*** Opening of EXERCISE TEXT ***

With $\sigma$ being the break-even knowledge, which corresponds to the state where renewable and fossil fuel costs become equal, and $\rho$ is the renewable knowledge learning rate. As knowledge on renewables ( $S$ ) increases, $\Gamma\to 0$ and the total energy share produced by renewables increases. If $S\to 0$ , then $\Gamma\to 1$ and more energy is produced from fossil fuels. The interactions are summarized in Figure 6. The parameter values are summarized in Table 2.

Table 2: Table summarising the parameters of the AYS model from Kittel et al. [2017].

Parameter

Value

Description

\tau_{A}

50 years

Carbon decay out of the atmosphere.

\tau_{S}

50 years

Decay of renewable knowledge stock.

\beta

3 %/year

Economic output growth.

\sigma

4\times 10^{12}

Break-even knowledge: knowledge at which

fossil fuel and renewables have equal cost.

\phi

4.7\times 10^{10}

GJ/GtC

Fossil fuel combustion efficiency.

\epsilon

147 $/GJ

Energy efficiency parameter.

\theta

8.57\times 10^{-5}

Temperature sensitivity parameter.

\rho

Learning rate of renewable knowledge.

A.3 States

The initial state is:

\displaystyle s_{t=0}=\begin{pmatrix}240\,GtC\\ 7\times 10^{13}\,\$/yr\\ 5\times 10^{11}\,GJ\\ \end{pmatrix},

(14)

which aims to represent the current state of the Earth in this model. There are two attractors in this model,

\displaystyle s_{b}=\begin{pmatrix}\beta/\theta\\ \frac{\phi\beta\epsilon}{\theta\tau_{A}}\\ 0\\ \end{pmatrix}=\begin{pmatrix}350\,GtC\\ 4.84\times 10^{13}\,\$/yr\\ 0\,GJ\end{pmatrix}.

(21)

This is denoted as the black fixed point: roughly half of the current economic production, and this economic production is stagnant. Furthermore, in the black fixed point, there is an excess of 350 GtC in the atmosphere with no renewable energy production. The other point we are interested in is located at the boundaries of the state space,

\displaystyle s_{g}=\begin{pmatrix}0\\ +\infty\\ +\infty\end{pmatrix},

(25)

where economic growth and renewable energy knowledge grow forever. We label this the green fixed point, and we note that it corresponds to the ideal scenario.

The dynamics of this environment do not allow for more fixed points. Therefore, any point in the space will be naturally drawn to one of these fixed points.

Just as in Kittel et al. [2017], we normalize the state variables $A$ , $Y$ and $S$ between 0 and 1. This prevents any numerical issues from arising in unexpected ways. The normalization scheme employed is the following:

\displaystyle\bar{s_{t}}=\frac{s_{t}}{s_{t}+s_{t=0}}.

(26)

This leads to the initial state being $(0.5,0.5,0.5)^{T}$ and the green fixed point to be $s_{g}=(0,1,1)^{T}$ .

A.4 Episode Description

The AYS model is a deterministic environment. The enable non-trivial learning, we initialize each new episode n a random state sampled under a fixed distribution:

\displaystyle s_{t=0}=\begin{pmatrix}0.5+\mathcal{U}(-0.05,0.05)\\ 0.5+\mathcal{U}(-0.05,0.05)\\ 0.5\end{pmatrix},

(30)

*** Close of EXERCISE TEXT ***

→ **TASK BRIEF**
Reproduce the passage of the AYS model excerpt between "With $\sigma$ being" and "in Table 2.", inclusive, word for word.

*** Opening of INFORMATION SHOWN ***

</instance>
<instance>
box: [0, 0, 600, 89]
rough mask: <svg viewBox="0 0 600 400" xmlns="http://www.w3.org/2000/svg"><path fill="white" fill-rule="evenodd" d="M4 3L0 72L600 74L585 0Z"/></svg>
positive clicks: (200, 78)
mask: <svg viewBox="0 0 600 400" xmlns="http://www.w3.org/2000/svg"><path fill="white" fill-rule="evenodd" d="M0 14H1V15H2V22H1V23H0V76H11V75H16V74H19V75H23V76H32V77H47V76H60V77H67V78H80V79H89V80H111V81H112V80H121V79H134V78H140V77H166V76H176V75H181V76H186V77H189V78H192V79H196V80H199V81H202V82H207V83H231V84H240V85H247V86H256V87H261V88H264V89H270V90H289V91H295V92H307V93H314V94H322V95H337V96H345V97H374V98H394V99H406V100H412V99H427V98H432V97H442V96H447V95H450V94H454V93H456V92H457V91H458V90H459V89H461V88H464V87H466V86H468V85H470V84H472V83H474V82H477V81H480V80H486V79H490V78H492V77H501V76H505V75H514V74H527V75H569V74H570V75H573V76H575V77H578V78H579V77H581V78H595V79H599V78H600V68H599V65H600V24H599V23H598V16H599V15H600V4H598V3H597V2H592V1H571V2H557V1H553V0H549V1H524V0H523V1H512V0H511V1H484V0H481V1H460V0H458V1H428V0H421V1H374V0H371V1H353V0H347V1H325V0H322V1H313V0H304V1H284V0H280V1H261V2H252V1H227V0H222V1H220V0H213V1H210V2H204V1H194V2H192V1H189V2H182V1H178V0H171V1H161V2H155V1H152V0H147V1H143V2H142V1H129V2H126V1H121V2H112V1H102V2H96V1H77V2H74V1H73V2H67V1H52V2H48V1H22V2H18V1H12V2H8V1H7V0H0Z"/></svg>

*** Close of INFORMATION SHOWN ***

→ **SOLUTION FOR THIS PROBLEM**
With $\sigma$ being the break-even knowledge, which corresponds to the state where renewable and fossil fuel costs become equal, and $\rho$ is the renewable knowledge learning rate. As knowledge on renewables ( $S$ ) increases, $\Gamma\to 0$ and the total energy share produced by renewables increases. If $S\to 0$ , then $\Gamma\to 1$ and more energy is produced from fossil fuels. The interactions are summarized in Figure 6. The parameter values are summarized in Table 2.